• SHORT PROBLEM
List every line of the entries below that contains the string "feather", copying each line in full. Matching is case-sensitive.

• DATA LISTING
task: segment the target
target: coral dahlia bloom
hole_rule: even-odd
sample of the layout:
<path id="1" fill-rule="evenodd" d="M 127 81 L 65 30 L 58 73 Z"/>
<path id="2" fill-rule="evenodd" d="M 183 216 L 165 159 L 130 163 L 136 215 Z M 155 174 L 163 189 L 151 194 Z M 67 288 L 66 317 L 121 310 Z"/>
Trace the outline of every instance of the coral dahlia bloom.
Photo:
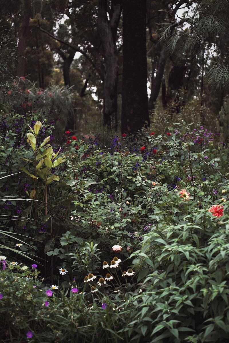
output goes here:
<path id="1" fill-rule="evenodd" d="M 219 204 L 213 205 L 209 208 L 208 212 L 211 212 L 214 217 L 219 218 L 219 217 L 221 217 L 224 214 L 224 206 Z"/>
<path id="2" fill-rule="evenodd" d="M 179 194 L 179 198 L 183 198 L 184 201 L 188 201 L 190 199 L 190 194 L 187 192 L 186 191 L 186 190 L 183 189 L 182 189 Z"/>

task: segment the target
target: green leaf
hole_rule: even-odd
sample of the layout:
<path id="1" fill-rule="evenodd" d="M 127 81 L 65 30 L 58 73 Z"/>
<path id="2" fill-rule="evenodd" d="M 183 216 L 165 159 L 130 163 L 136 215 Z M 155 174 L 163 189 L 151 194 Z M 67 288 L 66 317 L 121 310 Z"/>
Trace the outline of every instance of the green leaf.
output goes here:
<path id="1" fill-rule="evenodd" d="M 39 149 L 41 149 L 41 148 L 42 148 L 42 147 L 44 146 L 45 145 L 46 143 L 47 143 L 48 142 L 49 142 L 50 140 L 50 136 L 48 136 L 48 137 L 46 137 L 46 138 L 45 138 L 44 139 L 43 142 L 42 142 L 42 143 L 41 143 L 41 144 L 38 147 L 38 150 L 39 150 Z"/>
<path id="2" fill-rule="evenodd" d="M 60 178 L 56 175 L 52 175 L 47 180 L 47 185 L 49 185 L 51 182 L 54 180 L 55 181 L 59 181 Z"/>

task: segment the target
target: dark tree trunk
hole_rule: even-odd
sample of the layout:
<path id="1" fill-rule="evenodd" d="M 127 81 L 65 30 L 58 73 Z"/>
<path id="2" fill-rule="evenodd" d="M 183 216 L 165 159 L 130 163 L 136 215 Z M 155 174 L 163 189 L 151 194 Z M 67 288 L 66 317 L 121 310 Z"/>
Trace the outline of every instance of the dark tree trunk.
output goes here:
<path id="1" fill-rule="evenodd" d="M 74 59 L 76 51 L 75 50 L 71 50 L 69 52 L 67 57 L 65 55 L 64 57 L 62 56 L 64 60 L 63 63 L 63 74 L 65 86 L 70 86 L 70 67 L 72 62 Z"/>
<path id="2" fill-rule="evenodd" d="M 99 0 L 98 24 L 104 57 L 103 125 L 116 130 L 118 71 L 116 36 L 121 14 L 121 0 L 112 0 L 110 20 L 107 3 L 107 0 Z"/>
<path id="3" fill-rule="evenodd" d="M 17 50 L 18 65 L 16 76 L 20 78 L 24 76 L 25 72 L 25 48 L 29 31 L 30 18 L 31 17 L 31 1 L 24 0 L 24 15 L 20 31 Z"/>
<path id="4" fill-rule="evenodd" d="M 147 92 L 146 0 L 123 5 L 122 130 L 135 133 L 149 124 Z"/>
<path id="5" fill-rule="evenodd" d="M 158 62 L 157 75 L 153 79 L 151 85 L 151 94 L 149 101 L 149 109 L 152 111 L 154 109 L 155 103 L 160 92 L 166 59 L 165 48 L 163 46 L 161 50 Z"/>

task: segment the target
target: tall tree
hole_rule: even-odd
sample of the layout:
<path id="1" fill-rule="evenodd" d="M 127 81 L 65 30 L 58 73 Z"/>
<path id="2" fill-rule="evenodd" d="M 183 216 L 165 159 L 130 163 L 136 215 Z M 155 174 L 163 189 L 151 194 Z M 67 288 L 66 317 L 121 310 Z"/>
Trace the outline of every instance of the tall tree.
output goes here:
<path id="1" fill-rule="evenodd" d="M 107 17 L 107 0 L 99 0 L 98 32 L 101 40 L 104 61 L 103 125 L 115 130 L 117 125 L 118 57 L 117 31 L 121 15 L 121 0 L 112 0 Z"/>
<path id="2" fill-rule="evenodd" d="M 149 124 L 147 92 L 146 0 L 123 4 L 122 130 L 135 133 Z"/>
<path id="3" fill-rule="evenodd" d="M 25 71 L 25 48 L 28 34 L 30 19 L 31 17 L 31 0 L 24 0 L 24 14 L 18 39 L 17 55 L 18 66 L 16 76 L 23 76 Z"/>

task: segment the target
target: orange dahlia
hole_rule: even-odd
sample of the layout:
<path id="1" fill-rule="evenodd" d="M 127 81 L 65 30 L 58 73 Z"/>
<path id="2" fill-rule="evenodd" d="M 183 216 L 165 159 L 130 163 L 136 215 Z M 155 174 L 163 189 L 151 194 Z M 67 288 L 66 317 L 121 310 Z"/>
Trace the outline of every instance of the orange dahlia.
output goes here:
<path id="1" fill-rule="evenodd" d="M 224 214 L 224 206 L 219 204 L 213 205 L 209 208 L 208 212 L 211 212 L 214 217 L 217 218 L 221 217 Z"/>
--
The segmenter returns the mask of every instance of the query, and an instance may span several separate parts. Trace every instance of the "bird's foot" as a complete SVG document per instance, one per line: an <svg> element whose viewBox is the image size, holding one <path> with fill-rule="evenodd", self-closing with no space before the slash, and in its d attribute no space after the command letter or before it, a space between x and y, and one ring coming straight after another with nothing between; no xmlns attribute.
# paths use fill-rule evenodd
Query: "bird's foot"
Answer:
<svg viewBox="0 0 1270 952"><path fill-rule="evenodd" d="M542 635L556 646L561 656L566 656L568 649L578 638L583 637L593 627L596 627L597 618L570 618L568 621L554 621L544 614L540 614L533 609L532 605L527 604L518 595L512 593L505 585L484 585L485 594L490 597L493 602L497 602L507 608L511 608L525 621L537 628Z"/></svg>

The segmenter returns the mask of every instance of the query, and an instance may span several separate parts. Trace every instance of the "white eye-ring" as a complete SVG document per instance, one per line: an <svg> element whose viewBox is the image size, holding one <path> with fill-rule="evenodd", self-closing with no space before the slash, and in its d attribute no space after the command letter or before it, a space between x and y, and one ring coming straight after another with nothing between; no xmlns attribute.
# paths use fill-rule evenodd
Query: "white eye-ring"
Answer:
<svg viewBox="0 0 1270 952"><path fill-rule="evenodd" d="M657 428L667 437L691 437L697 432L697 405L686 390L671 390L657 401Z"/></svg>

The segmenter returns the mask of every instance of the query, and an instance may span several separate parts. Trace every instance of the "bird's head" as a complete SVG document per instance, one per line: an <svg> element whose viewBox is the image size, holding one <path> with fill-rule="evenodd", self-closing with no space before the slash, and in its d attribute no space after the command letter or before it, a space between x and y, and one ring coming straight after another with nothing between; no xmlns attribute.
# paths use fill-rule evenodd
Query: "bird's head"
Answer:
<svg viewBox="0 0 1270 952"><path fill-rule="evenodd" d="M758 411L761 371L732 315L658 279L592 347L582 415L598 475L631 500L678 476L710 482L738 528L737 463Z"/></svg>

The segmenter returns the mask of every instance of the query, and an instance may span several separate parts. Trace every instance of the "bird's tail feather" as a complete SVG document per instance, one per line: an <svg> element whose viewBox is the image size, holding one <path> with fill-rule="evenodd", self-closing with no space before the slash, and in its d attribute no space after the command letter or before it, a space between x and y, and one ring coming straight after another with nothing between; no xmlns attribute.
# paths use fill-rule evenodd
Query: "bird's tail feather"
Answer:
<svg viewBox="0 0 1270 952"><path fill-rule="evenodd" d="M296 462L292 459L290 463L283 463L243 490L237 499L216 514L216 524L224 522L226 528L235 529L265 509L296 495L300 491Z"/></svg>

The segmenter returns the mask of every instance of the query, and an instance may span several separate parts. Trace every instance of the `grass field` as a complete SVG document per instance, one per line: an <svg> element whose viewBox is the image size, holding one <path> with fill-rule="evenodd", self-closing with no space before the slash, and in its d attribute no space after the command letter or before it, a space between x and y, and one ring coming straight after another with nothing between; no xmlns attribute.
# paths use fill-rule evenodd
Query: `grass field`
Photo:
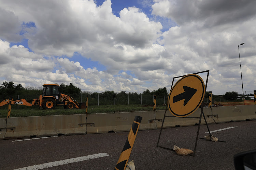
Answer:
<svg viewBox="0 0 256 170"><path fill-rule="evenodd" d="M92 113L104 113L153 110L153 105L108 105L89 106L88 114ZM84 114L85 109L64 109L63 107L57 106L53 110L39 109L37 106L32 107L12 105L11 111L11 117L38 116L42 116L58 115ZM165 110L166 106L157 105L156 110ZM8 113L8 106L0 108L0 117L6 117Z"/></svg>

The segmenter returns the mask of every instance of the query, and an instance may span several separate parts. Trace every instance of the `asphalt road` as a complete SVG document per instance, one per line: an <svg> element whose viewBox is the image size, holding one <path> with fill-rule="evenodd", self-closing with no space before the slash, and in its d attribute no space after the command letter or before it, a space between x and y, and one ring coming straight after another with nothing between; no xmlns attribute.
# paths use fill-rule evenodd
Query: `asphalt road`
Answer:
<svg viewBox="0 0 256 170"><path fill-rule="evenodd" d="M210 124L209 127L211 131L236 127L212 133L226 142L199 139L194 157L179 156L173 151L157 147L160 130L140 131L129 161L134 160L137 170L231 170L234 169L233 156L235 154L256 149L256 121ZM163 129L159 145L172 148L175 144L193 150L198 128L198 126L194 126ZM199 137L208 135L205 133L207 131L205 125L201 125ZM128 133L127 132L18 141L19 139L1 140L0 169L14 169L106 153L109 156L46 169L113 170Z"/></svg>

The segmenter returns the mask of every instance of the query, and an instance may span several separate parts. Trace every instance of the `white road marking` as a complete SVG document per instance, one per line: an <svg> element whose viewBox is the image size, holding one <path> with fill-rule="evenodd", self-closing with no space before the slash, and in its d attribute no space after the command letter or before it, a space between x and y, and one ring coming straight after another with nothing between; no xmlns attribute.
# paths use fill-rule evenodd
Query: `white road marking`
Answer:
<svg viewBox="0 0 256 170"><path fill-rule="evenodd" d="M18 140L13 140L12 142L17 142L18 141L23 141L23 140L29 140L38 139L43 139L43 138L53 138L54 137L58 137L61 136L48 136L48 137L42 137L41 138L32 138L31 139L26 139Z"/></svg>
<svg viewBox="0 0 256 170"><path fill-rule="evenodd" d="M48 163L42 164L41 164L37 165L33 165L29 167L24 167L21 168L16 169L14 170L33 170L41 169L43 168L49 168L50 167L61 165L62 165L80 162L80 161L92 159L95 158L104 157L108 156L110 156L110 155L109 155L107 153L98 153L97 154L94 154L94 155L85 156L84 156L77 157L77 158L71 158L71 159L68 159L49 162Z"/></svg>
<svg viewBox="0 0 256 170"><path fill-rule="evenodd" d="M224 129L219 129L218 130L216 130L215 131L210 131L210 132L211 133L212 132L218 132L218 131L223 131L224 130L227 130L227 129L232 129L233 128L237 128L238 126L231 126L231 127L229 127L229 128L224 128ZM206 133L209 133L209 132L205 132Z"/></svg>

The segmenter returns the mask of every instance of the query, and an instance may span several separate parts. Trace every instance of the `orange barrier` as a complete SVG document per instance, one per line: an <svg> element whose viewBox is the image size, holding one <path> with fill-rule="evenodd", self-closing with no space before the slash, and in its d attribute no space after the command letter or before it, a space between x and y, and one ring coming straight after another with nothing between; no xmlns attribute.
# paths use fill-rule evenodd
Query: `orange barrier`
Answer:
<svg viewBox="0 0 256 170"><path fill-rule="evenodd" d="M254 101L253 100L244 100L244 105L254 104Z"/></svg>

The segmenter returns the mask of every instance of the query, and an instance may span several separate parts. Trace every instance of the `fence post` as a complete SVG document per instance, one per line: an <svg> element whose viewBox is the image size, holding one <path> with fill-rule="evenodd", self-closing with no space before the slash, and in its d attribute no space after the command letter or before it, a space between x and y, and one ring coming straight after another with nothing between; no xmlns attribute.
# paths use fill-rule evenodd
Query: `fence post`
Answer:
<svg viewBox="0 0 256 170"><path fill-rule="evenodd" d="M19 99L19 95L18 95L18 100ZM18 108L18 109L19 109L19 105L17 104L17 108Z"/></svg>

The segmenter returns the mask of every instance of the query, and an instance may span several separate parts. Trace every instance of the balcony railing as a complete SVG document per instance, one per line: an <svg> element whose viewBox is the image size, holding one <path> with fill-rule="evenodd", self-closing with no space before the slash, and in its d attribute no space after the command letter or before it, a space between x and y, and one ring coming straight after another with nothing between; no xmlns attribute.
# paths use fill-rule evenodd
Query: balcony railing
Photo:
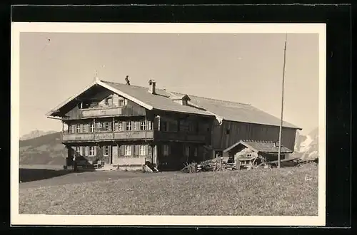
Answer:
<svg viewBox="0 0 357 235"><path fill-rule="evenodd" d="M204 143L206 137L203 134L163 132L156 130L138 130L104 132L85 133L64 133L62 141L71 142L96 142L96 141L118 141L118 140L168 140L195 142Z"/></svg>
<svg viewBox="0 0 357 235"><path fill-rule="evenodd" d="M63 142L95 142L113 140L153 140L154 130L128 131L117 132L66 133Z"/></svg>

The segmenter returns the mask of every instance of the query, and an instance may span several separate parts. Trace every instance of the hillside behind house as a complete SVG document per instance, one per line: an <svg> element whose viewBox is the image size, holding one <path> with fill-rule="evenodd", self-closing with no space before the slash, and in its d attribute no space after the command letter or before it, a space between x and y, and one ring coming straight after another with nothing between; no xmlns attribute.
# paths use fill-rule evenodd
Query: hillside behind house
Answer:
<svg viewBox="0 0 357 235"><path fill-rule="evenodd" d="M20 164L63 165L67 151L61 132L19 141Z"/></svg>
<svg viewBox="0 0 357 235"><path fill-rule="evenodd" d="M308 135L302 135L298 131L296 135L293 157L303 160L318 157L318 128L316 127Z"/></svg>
...
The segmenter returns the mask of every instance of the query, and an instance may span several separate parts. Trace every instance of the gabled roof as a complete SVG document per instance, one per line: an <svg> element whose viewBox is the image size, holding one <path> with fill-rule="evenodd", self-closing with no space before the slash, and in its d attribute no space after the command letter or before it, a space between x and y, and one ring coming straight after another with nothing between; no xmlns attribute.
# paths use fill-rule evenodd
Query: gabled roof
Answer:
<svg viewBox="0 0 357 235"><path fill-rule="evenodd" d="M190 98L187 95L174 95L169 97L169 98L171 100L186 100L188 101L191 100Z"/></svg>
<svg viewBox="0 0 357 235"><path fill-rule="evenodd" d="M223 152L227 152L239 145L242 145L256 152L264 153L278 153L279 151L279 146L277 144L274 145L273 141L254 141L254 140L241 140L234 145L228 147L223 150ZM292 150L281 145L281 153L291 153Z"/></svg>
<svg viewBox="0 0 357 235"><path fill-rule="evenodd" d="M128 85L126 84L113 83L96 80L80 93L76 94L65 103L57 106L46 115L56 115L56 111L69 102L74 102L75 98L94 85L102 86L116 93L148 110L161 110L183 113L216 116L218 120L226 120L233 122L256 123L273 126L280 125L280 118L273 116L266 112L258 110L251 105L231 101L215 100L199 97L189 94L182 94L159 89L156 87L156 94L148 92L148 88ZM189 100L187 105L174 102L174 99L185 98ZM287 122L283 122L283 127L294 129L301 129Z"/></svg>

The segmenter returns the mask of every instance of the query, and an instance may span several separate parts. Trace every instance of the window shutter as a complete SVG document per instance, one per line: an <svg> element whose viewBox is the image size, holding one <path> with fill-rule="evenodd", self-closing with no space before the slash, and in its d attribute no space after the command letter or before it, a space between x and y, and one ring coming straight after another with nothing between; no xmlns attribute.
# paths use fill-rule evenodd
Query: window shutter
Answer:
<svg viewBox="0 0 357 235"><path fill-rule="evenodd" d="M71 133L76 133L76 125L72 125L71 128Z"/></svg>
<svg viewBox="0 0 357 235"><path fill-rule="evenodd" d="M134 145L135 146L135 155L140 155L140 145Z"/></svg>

• FULL OUTPUT
The segmenter returns the mask of every instance of the query, and an instance may span several separate parts. Trace every instance of the "bird's tail feather" as a complete SVG document per instance, one per line: an <svg> element whose viewBox is the image size, holding one <path> with fill-rule="evenodd", self-closing with no space before the slash, and in its d attribute no space after the command letter or before it, a space between x and y, and one ring coming straight after another with nothing between; no xmlns attribute.
Query: "bird's tail feather"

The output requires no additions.